··· DATA IN THIS EXERCISE

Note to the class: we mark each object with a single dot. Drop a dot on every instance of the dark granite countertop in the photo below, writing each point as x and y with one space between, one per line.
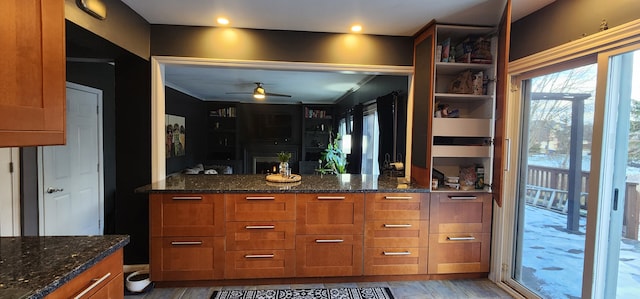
312 183
33 267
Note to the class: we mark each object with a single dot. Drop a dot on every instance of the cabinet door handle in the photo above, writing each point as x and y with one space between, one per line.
259 256
260 226
331 197
462 197
398 197
469 238
93 285
329 241
397 225
186 243
392 253
187 198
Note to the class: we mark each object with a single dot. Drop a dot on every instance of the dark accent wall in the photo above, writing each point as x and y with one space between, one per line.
195 113
567 20
123 26
101 75
274 45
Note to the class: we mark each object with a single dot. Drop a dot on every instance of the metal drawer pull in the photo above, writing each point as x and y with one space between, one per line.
186 243
470 238
329 241
458 197
93 285
259 256
397 225
187 198
260 226
260 198
396 253
331 197
398 197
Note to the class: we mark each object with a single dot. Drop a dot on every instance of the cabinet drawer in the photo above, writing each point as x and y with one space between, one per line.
397 206
390 233
395 261
260 263
460 212
260 235
267 207
330 213
328 255
186 258
186 215
92 281
459 253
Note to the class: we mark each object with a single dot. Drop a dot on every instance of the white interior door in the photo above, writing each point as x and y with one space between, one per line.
70 175
9 193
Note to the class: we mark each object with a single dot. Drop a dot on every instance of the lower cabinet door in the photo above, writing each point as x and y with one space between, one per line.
395 261
459 253
328 255
187 258
260 264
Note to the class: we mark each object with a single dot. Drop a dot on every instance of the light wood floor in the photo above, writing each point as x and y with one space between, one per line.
450 289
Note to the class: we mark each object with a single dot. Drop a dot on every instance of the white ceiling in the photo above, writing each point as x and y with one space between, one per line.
379 17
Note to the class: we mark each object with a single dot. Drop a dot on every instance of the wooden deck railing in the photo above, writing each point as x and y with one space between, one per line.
547 187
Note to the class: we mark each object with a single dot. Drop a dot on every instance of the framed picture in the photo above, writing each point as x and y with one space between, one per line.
175 135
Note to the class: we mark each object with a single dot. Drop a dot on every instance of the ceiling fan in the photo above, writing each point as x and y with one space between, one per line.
260 93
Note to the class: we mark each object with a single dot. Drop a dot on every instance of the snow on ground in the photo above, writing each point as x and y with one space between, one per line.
552 257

······

= THE PROBLEM =
Copy out the material word for word, from the line containing "the white ceiling" through the final line of the material, including both ends.

= OUTPUT =
Note to the class: we mark each object with a single dot. Drop a dot on every instance of the white ceiling in the photo above, writing each point as x and y with one space between, one per line.
379 17
Note to the class: we mark each object with a single dot. Drop a dot on every instance of the wooden deck railing in the photo above, writing each point as x and y with one space between, one per line.
547 187
Note to the class: we mark each object with a single dot. Drop a dot on every instance of the framed picture in the photo above, writing each point as x and y with one space between, one per line.
175 135
Note to the class: we mark each object with a single dot. Drop a dot on every instance of the ceiling fan in the photo above, writing each point as x and y with one space between, one per line.
260 93
Note to the class: we mark each object with a single dot. Drop a dot on every instance of the snow on ground in the photo above, writing each point as x and y with one space between, one per line.
552 257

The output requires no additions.